[START OF Data provided]
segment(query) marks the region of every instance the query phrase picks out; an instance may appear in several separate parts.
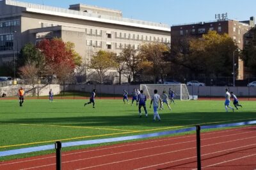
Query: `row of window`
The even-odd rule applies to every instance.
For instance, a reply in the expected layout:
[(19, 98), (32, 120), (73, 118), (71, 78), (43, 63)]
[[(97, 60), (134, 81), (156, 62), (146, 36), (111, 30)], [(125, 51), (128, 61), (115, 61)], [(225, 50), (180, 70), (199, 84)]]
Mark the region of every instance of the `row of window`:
[END OF Data provided]
> Exercise prompt: Rewrite the items above, replacing every occurrence of "region" with "area" and leaving everything else unchanged. Omit the pictures from your answer.

> Solution:
segment(query) marks the area of every instance the query phrase picks out; an instance may appear in several separate parts.
Query: `row of window`
The even-odd rule applies to every instance.
For instance, a reply in the expected layout:
[(19, 98), (32, 120), (73, 118), (71, 78), (43, 63)]
[[(97, 60), (134, 81), (156, 62), (146, 36), (111, 30)], [(125, 51), (128, 61), (115, 61)], [(225, 50), (180, 70), (199, 84)]]
Mark the area of every instance of the `row of window`:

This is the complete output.